======== Ausgewählter Textauszug

Fussball und andere Randsportarten: Die Angst des Balljungen

Nr. 17 –

Pedro Lenz über Ohrfeigen am Spielfeldrand

In allen höheren Fussballligen der Welt gibt es Balljungen (seltener Ballmädchen), deren Aufgabe es ist, immer einen Ball bereitzuhalten, um ihn den Spielern im Bedarfsfall schnell zur Verfügung zu stellen. Die Balljungen werden von den Heimklubs aufgeboten, gehören also im weitesten Sinn zu einem der spielenden Teams. Die Aufgabe der Balljungen ist nicht besonders schwer. Sie stehen während eines Spiels in Abständen von einigen Metern am Spielfeldrand. Geht ein Ball ins Aus, wirft der am nächsten stehende Balljunge dem Spieler, der einwerfen oder abstossen will, schnell einen neuen Ball zu, sodass der Spieler im Bedarfsfall sofort weiterspielen kann. Danach holen sie jenen Ball, der rausgespielt worden ist, damit sie wieder einen haben, wenn er gebraucht wird.

Diese grundsätzlich leichte Aufgabe kann jedoch durch spezielle Anweisungen von aussen erschwert werden. Es kann zum Beispiel vorkommen, dass ein Team, das kurz vor Spielschluss knapp führt, daran interessiert ist, dass das Spiel verzögert wird. In solchen Fällen sind Balljungen von Aussenstehenden auch schon dazu angehalten worden, den Ball für die gegnerischen Spieler möglichst langsam herauszurücken, damit mehr Zeit verstreicht. Uns detailverliebten Fussballfans ist jedenfalls schon öfter aufgefallen, dass ein Balljunge vom Heimtrainer gerügt wurde, weil er sich dem gegnerischen Team gegenüber allzu dienstfertig verhielt.

================

Aufgabenstellung | Wie lautet der Satz „Sie stehen während eines Spiels in Abständen von einigen Metern am Spielfeldrand.“ aus dem Text über Balljungen auf Englisch? Die Einträge werden hier nicht gebraucht.

======== Bereitgestellte Daten

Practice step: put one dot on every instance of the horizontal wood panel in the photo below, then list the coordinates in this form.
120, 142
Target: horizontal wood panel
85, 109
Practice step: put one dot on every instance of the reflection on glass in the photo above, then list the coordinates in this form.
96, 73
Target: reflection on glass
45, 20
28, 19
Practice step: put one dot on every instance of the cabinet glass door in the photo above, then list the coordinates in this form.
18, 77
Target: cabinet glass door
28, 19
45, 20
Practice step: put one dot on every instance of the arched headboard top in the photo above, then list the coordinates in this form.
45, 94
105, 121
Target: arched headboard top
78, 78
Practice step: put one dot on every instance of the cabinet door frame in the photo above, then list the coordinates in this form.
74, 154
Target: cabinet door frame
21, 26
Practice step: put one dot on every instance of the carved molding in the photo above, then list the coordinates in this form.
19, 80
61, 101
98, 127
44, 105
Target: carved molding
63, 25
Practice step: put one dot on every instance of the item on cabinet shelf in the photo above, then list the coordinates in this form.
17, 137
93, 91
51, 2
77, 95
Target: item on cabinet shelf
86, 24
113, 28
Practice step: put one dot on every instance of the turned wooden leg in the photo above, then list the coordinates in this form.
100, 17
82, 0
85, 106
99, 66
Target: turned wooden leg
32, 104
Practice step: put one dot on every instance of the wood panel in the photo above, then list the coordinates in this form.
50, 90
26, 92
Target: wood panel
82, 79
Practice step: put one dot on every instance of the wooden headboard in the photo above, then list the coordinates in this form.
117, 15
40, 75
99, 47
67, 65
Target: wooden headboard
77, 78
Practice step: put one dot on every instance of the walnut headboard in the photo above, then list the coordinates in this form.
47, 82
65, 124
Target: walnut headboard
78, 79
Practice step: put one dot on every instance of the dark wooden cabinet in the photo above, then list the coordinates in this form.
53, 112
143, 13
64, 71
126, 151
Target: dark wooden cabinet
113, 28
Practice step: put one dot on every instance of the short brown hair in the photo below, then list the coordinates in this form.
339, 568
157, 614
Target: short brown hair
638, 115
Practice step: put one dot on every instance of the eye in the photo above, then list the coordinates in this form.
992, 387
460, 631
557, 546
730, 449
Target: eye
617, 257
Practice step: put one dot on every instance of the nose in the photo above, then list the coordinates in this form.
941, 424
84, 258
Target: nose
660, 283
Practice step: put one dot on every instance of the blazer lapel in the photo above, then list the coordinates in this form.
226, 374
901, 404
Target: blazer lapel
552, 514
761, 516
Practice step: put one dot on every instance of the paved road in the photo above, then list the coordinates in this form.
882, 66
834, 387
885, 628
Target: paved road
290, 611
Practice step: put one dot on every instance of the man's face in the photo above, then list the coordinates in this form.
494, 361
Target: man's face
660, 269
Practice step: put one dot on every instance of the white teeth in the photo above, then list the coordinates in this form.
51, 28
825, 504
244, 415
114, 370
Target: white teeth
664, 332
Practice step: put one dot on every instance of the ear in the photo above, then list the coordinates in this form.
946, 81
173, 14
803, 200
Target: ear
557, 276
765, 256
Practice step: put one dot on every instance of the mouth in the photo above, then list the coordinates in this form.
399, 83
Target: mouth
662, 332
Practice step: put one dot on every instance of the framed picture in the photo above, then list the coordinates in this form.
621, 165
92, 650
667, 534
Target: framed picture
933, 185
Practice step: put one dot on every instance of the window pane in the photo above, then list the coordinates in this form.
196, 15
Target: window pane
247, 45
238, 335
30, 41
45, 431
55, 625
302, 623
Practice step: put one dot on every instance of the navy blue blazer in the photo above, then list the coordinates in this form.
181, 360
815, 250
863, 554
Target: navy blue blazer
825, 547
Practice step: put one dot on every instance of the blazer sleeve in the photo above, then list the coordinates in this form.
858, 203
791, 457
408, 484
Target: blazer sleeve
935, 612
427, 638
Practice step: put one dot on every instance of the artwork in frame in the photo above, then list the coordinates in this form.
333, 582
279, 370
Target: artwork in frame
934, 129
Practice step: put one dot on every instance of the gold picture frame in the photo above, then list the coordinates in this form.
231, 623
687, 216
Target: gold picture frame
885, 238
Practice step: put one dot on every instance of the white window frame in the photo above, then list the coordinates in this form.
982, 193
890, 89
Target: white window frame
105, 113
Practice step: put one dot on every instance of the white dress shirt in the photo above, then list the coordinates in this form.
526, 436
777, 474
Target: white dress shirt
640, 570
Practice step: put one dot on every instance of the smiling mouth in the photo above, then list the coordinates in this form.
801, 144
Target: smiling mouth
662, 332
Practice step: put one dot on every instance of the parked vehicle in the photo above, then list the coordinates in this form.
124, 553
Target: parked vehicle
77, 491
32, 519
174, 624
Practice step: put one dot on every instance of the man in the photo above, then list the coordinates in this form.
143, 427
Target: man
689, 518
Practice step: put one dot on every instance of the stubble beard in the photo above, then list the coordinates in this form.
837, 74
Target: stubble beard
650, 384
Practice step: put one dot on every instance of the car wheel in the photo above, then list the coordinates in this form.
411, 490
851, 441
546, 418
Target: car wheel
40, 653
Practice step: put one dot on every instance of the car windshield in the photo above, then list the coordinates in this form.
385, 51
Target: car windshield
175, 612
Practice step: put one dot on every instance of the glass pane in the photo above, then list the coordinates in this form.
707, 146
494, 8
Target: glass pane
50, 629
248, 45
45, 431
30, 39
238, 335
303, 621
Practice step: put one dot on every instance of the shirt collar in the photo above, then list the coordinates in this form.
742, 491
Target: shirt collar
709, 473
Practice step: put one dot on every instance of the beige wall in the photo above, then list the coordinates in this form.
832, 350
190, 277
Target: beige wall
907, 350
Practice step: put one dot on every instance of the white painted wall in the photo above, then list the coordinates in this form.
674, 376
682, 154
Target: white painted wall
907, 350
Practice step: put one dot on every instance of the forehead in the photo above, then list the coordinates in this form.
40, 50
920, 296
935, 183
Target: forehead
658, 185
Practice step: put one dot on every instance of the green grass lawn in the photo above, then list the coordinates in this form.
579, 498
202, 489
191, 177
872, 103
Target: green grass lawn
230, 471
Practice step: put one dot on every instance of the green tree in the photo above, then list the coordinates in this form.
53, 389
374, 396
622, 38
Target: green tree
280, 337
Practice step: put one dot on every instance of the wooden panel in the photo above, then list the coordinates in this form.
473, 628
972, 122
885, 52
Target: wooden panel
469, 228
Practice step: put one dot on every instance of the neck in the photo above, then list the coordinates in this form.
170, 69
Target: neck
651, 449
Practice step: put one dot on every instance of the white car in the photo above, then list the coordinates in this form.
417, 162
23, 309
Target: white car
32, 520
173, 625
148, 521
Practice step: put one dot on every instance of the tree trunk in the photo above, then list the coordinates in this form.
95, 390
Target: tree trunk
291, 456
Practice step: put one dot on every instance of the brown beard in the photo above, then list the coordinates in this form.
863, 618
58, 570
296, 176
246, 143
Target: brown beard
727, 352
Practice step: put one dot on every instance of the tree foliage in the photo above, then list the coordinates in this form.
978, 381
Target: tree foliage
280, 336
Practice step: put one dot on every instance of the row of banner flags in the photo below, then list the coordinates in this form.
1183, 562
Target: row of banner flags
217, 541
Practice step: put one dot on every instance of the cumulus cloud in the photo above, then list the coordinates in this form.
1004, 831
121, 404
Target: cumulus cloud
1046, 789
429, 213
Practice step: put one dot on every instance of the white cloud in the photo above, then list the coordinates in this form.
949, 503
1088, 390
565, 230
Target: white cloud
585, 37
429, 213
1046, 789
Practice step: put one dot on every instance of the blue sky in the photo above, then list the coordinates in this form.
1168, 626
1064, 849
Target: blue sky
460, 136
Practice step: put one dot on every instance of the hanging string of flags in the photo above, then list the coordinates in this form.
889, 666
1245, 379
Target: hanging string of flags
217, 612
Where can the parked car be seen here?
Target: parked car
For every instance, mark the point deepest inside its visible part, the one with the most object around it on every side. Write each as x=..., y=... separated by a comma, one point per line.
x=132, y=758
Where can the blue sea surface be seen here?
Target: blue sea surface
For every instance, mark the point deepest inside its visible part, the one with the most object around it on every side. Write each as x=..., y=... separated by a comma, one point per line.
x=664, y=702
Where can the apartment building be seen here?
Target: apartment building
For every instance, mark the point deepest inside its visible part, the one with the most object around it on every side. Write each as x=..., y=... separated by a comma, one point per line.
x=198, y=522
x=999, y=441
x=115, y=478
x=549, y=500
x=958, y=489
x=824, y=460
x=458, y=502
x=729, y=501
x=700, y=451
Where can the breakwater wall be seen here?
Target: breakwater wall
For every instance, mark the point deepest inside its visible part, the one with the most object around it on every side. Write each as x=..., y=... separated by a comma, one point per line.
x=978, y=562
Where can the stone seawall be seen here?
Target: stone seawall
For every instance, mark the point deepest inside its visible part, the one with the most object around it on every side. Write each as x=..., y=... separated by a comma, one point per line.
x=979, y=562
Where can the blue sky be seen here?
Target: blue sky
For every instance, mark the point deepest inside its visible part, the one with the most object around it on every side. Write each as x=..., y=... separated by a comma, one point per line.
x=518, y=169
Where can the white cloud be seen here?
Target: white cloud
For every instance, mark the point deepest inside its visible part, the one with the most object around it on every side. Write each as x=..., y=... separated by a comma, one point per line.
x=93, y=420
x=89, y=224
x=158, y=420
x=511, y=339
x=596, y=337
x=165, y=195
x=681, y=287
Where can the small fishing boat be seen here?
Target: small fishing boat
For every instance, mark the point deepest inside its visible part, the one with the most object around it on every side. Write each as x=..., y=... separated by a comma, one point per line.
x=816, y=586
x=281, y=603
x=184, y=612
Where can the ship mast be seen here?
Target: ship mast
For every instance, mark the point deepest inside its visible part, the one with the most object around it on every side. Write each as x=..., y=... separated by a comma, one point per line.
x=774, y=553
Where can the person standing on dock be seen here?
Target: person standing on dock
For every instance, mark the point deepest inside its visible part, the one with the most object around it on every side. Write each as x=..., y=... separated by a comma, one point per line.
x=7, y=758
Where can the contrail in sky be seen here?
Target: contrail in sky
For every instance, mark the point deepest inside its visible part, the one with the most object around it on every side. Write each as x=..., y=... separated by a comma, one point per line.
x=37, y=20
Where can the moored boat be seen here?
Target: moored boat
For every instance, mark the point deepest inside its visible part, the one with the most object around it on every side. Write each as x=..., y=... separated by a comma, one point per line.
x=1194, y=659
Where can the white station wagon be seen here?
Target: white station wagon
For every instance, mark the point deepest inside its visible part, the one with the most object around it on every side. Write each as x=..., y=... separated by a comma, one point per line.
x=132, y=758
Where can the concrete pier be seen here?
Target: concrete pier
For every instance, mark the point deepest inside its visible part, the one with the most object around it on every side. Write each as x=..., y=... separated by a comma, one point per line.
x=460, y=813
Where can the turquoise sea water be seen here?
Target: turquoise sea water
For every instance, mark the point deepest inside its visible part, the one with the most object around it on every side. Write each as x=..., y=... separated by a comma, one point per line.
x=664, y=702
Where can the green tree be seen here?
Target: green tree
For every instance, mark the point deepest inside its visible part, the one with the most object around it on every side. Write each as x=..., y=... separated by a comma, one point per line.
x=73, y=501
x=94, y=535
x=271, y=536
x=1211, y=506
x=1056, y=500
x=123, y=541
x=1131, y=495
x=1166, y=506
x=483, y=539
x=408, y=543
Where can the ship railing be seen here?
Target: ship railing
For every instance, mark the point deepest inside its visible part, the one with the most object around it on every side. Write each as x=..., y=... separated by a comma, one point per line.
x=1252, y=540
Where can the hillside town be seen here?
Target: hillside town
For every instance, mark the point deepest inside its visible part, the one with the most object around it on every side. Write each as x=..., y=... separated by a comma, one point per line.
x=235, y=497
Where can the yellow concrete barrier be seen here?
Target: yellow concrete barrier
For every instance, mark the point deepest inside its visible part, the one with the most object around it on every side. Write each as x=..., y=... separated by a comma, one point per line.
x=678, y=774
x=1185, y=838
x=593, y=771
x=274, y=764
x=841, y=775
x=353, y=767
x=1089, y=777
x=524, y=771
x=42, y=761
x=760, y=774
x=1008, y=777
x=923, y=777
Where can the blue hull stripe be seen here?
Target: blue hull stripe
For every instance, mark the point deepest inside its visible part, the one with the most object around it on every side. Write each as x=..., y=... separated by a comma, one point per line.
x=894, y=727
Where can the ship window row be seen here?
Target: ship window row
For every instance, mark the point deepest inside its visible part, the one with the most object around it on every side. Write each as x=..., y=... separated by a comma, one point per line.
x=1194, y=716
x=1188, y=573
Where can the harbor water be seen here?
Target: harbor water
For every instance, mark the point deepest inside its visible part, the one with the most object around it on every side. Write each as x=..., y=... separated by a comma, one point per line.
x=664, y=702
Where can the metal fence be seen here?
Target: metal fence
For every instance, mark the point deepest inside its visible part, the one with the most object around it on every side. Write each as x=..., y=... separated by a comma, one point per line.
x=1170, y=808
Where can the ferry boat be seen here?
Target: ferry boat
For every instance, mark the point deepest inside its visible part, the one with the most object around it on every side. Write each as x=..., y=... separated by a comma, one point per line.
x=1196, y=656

================

Lösung | During a match, they stand at the edge of the field at intervals of a few meters.